Problem requirements:
Copy out the whole Tik-Tok ban article below, word for word.

Tik-Tok Ban
By Scott Hamilton
I am sure you have probably heard a lot about the plan to ban Tik-Tok in the United States. The good news is the bill to ban this social media platform is struggling to pass. The House passed the bill on March 13, 2024, but the Senate is holding out and so far in a grid lock when it comes to making a decision. I know you will probably find it strange, that even though I am against the bill banning Tik-Tok, I do not believe it is a safe application to utilize.
Let me explain myself a little here. I also do not believe Facebook, YouTube, WhatsApp, Instagram, or Linked-In are safe applications to utilize on a regular basis; in fact the Internet as a whole is not really safe. Regardless of how safe a website, social media platform or computer application may or may not be, it should not be a decision left to the government to ban the platform. I will say that TikTok is blocked on my home network and I plan to keep it that way, but consider for a moment the number of jobs and amount of revenue a social media giant like TikTok brings into the United States.

Supplied entries:

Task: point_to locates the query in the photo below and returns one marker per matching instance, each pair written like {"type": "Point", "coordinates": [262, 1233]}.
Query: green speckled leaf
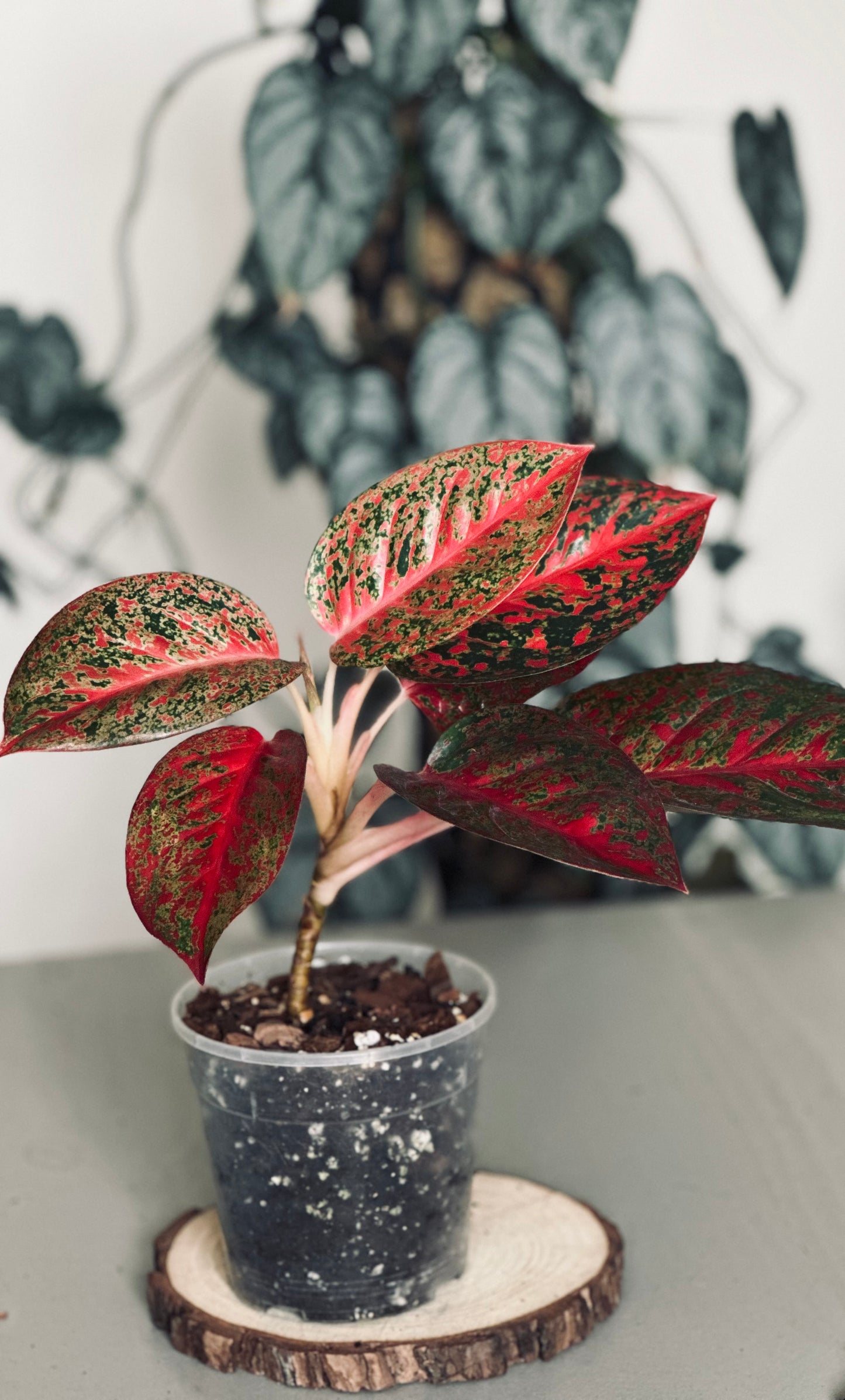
{"type": "Point", "coordinates": [768, 181]}
{"type": "Point", "coordinates": [522, 167]}
{"type": "Point", "coordinates": [319, 160]}
{"type": "Point", "coordinates": [209, 833]}
{"type": "Point", "coordinates": [620, 549]}
{"type": "Point", "coordinates": [521, 776]}
{"type": "Point", "coordinates": [140, 658]}
{"type": "Point", "coordinates": [581, 38]}
{"type": "Point", "coordinates": [443, 703]}
{"type": "Point", "coordinates": [432, 549]}
{"type": "Point", "coordinates": [732, 740]}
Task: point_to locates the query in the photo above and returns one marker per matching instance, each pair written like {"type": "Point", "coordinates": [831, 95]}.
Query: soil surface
{"type": "Point", "coordinates": [353, 1007]}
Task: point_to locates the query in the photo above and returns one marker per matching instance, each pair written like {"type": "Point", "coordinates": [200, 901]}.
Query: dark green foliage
{"type": "Point", "coordinates": [602, 248]}
{"type": "Point", "coordinates": [476, 385]}
{"type": "Point", "coordinates": [42, 391]}
{"type": "Point", "coordinates": [283, 444]}
{"type": "Point", "coordinates": [269, 352]}
{"type": "Point", "coordinates": [725, 555]}
{"type": "Point", "coordinates": [522, 167]}
{"type": "Point", "coordinates": [768, 181]}
{"type": "Point", "coordinates": [319, 158]}
{"type": "Point", "coordinates": [782, 650]}
{"type": "Point", "coordinates": [412, 40]}
{"type": "Point", "coordinates": [581, 38]}
{"type": "Point", "coordinates": [661, 377]}
{"type": "Point", "coordinates": [6, 584]}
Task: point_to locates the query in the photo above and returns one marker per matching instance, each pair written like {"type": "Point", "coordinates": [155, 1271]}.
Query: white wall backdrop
{"type": "Point", "coordinates": [74, 84]}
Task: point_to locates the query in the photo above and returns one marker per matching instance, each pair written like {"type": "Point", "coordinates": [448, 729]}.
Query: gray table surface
{"type": "Point", "coordinates": [679, 1063]}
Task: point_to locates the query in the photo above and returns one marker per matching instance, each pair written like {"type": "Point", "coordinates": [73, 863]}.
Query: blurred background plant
{"type": "Point", "coordinates": [433, 264]}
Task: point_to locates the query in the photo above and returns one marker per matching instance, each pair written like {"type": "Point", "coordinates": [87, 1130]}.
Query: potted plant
{"type": "Point", "coordinates": [477, 577]}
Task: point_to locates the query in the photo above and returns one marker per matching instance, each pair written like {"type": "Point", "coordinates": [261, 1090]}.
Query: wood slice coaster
{"type": "Point", "coordinates": [542, 1271]}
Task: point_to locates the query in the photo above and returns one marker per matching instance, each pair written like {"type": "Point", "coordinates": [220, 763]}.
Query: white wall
{"type": "Point", "coordinates": [74, 83]}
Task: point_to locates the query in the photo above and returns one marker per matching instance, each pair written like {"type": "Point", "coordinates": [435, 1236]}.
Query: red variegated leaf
{"type": "Point", "coordinates": [432, 549]}
{"type": "Point", "coordinates": [733, 740]}
{"type": "Point", "coordinates": [444, 703]}
{"type": "Point", "coordinates": [523, 777]}
{"type": "Point", "coordinates": [209, 833]}
{"type": "Point", "coordinates": [139, 658]}
{"type": "Point", "coordinates": [620, 549]}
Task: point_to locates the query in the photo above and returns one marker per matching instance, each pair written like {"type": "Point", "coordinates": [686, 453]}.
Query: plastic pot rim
{"type": "Point", "coordinates": [333, 951]}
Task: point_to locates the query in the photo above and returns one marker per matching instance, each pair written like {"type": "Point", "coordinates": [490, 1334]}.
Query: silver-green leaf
{"type": "Point", "coordinates": [319, 160]}
{"type": "Point", "coordinates": [472, 385]}
{"type": "Point", "coordinates": [412, 40]}
{"type": "Point", "coordinates": [662, 384]}
{"type": "Point", "coordinates": [350, 423]}
{"type": "Point", "coordinates": [522, 167]}
{"type": "Point", "coordinates": [581, 38]}
{"type": "Point", "coordinates": [767, 177]}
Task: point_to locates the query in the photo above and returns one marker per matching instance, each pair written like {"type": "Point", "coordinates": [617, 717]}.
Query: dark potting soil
{"type": "Point", "coordinates": [353, 1007]}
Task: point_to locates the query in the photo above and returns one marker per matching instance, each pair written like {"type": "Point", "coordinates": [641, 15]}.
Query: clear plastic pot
{"type": "Point", "coordinates": [343, 1181]}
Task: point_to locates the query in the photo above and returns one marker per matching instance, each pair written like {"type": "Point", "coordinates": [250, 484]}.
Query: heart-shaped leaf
{"type": "Point", "coordinates": [350, 423]}
{"type": "Point", "coordinates": [519, 776]}
{"type": "Point", "coordinates": [581, 38]}
{"type": "Point", "coordinates": [209, 833]}
{"type": "Point", "coordinates": [661, 380]}
{"type": "Point", "coordinates": [139, 658]}
{"type": "Point", "coordinates": [427, 552]}
{"type": "Point", "coordinates": [767, 177]}
{"type": "Point", "coordinates": [503, 382]}
{"type": "Point", "coordinates": [42, 392]}
{"type": "Point", "coordinates": [732, 740]}
{"type": "Point", "coordinates": [620, 549]}
{"type": "Point", "coordinates": [444, 703]}
{"type": "Point", "coordinates": [412, 40]}
{"type": "Point", "coordinates": [523, 168]}
{"type": "Point", "coordinates": [319, 161]}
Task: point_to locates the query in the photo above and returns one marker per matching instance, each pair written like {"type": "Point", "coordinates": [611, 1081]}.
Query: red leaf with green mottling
{"type": "Point", "coordinates": [139, 658]}
{"type": "Point", "coordinates": [432, 549]}
{"type": "Point", "coordinates": [733, 740]}
{"type": "Point", "coordinates": [209, 833]}
{"type": "Point", "coordinates": [444, 703]}
{"type": "Point", "coordinates": [619, 552]}
{"type": "Point", "coordinates": [523, 777]}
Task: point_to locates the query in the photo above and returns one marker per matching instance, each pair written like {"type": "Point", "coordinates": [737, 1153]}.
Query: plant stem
{"type": "Point", "coordinates": [308, 933]}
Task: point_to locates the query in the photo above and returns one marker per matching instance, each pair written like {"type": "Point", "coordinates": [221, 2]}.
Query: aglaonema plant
{"type": "Point", "coordinates": [477, 578]}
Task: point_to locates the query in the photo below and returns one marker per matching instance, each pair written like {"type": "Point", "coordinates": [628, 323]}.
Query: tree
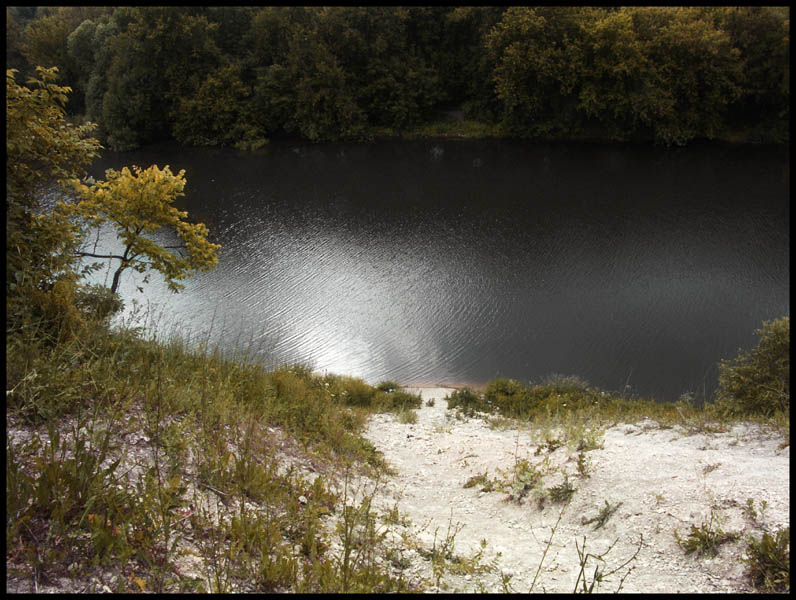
{"type": "Point", "coordinates": [759, 383]}
{"type": "Point", "coordinates": [41, 148]}
{"type": "Point", "coordinates": [538, 55]}
{"type": "Point", "coordinates": [138, 203]}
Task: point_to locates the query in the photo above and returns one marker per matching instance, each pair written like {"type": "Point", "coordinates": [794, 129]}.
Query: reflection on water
{"type": "Point", "coordinates": [452, 262]}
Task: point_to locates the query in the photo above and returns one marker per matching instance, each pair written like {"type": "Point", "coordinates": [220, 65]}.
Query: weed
{"type": "Point", "coordinates": [584, 466]}
{"type": "Point", "coordinates": [604, 514]}
{"type": "Point", "coordinates": [753, 514]}
{"type": "Point", "coordinates": [407, 416]}
{"type": "Point", "coordinates": [561, 492]}
{"type": "Point", "coordinates": [705, 539]}
{"type": "Point", "coordinates": [583, 585]}
{"type": "Point", "coordinates": [768, 561]}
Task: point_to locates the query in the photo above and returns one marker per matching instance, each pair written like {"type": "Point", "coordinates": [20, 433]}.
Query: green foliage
{"type": "Point", "coordinates": [563, 491]}
{"type": "Point", "coordinates": [137, 204]}
{"type": "Point", "coordinates": [236, 75]}
{"type": "Point", "coordinates": [758, 383]}
{"type": "Point", "coordinates": [41, 147]}
{"type": "Point", "coordinates": [705, 539]}
{"type": "Point", "coordinates": [768, 562]}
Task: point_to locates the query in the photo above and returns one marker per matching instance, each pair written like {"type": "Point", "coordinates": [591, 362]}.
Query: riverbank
{"type": "Point", "coordinates": [658, 481]}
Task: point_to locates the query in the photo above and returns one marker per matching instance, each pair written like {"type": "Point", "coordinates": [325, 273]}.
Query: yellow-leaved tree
{"type": "Point", "coordinates": [137, 203]}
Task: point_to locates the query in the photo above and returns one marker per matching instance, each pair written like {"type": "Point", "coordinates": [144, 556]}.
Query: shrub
{"type": "Point", "coordinates": [769, 562]}
{"type": "Point", "coordinates": [758, 383]}
{"type": "Point", "coordinates": [468, 401]}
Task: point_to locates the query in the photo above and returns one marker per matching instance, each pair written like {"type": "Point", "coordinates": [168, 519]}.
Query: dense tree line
{"type": "Point", "coordinates": [238, 75]}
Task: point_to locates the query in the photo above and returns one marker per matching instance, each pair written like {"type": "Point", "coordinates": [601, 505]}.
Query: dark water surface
{"type": "Point", "coordinates": [455, 262]}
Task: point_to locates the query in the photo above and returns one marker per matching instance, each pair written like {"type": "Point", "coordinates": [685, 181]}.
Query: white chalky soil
{"type": "Point", "coordinates": [665, 479]}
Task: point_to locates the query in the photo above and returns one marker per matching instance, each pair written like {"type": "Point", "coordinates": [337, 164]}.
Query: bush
{"type": "Point", "coordinates": [769, 562]}
{"type": "Point", "coordinates": [758, 383]}
{"type": "Point", "coordinates": [468, 402]}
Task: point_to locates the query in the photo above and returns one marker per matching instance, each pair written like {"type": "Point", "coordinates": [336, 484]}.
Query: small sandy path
{"type": "Point", "coordinates": [665, 479]}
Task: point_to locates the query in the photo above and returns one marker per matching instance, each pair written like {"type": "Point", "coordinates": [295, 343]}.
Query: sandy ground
{"type": "Point", "coordinates": [665, 479]}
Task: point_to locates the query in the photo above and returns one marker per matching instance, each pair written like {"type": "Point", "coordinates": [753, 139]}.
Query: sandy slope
{"type": "Point", "coordinates": [665, 479]}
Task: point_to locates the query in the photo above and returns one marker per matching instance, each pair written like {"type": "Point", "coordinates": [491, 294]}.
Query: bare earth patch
{"type": "Point", "coordinates": [661, 481]}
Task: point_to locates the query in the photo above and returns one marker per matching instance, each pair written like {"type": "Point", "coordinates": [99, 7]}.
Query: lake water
{"type": "Point", "coordinates": [446, 262]}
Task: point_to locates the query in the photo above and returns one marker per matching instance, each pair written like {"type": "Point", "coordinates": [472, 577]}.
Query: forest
{"type": "Point", "coordinates": [241, 75]}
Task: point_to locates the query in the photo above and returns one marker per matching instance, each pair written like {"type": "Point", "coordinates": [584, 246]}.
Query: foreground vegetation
{"type": "Point", "coordinates": [239, 75]}
{"type": "Point", "coordinates": [566, 411]}
{"type": "Point", "coordinates": [126, 456]}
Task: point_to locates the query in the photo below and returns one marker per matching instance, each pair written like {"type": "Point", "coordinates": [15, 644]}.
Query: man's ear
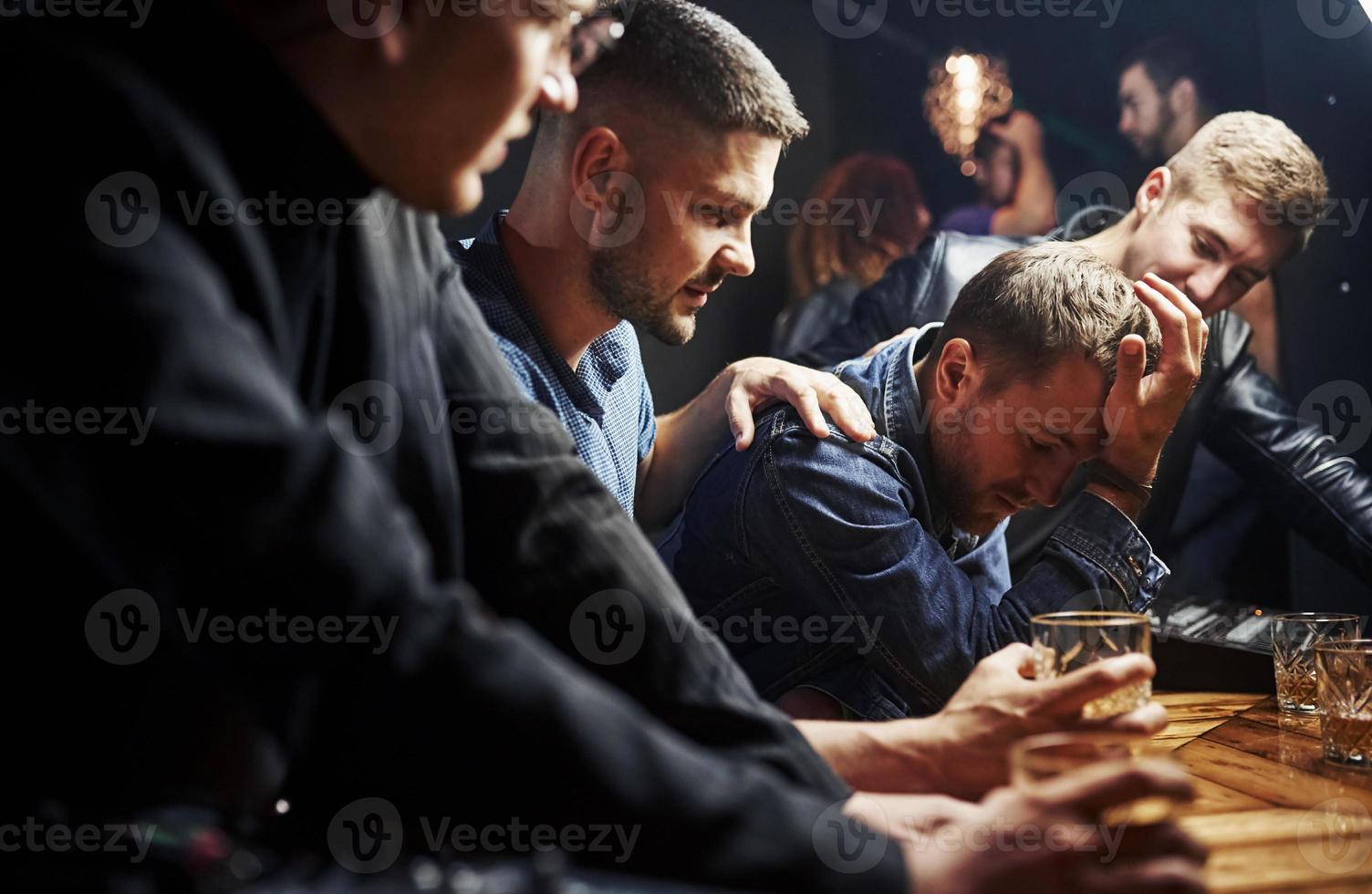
{"type": "Point", "coordinates": [1181, 98]}
{"type": "Point", "coordinates": [598, 152]}
{"type": "Point", "coordinates": [1154, 191]}
{"type": "Point", "coordinates": [957, 370]}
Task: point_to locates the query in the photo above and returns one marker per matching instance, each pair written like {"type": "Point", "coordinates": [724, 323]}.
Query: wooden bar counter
{"type": "Point", "coordinates": [1274, 815]}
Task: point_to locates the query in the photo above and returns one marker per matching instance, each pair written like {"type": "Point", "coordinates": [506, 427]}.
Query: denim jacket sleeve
{"type": "Point", "coordinates": [841, 534]}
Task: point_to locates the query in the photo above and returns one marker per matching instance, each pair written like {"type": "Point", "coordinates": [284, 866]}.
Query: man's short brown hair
{"type": "Point", "coordinates": [678, 59]}
{"type": "Point", "coordinates": [1247, 155]}
{"type": "Point", "coordinates": [1034, 307]}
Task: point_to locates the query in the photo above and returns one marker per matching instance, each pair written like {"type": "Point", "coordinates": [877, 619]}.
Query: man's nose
{"type": "Point", "coordinates": [1047, 485]}
{"type": "Point", "coordinates": [737, 256]}
{"type": "Point", "coordinates": [1203, 284]}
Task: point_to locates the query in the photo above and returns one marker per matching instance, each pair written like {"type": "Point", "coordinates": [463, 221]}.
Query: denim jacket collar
{"type": "Point", "coordinates": [887, 384]}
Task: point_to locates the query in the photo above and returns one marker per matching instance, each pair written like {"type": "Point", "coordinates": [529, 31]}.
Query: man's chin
{"type": "Point", "coordinates": [980, 524]}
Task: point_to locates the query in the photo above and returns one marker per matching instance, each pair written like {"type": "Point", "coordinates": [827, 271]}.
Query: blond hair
{"type": "Point", "coordinates": [1255, 157]}
{"type": "Point", "coordinates": [1036, 306]}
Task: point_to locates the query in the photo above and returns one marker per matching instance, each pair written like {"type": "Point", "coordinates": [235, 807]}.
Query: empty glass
{"type": "Point", "coordinates": [1294, 638]}
{"type": "Point", "coordinates": [1066, 640]}
{"type": "Point", "coordinates": [1037, 758]}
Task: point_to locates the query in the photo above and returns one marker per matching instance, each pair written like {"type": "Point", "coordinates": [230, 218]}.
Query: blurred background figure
{"type": "Point", "coordinates": [874, 213]}
{"type": "Point", "coordinates": [1167, 95]}
{"type": "Point", "coordinates": [1015, 184]}
{"type": "Point", "coordinates": [1168, 92]}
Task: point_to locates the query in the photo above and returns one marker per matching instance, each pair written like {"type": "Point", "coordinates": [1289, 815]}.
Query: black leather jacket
{"type": "Point", "coordinates": [1236, 411]}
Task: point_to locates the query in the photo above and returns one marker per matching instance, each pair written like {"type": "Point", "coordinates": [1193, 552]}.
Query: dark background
{"type": "Point", "coordinates": [866, 95]}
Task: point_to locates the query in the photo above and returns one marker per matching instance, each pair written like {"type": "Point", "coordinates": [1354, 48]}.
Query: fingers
{"type": "Point", "coordinates": [1184, 318]}
{"type": "Point", "coordinates": [814, 394]}
{"type": "Point", "coordinates": [1159, 839]}
{"type": "Point", "coordinates": [1131, 364]}
{"type": "Point", "coordinates": [1072, 691]}
{"type": "Point", "coordinates": [1176, 332]}
{"type": "Point", "coordinates": [1143, 722]}
{"type": "Point", "coordinates": [740, 411]}
{"type": "Point", "coordinates": [1099, 786]}
{"type": "Point", "coordinates": [807, 405]}
{"type": "Point", "coordinates": [847, 409]}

Complete output:
Tik-Tok Ban
By Scott Hamilton
I am sure you have probably heard a lot about the plan to ban Tik-Tok in the United States. The good news is the bill to ban this social media platform is struggling to pass. The House passed the bill on March 13, 2024, but the Senate is holding out and so far in a grid lock when it comes to making a decision. I know you will probably find it strange, that even though I am against the bill banning Tik-Tok, I do not believe it is a safe application to utilize.
Let me explain myself a little here. I also do not believe Facebook, YouTube, WhatsApp, Instagram, or Linked-In are safe applications to utilize on a regular basis; in fact the Internet as a whole is not really safe. Regardless of how safe a website, social media platform or computer application may or may not be, it should not be a decision left to the government to ban the platform. I will say that TikTok is blocked on my home network and I plan to keep it that way, but consider for a moment the number of jobs and amount of revenue a social media giant like TikTok brings into the United States.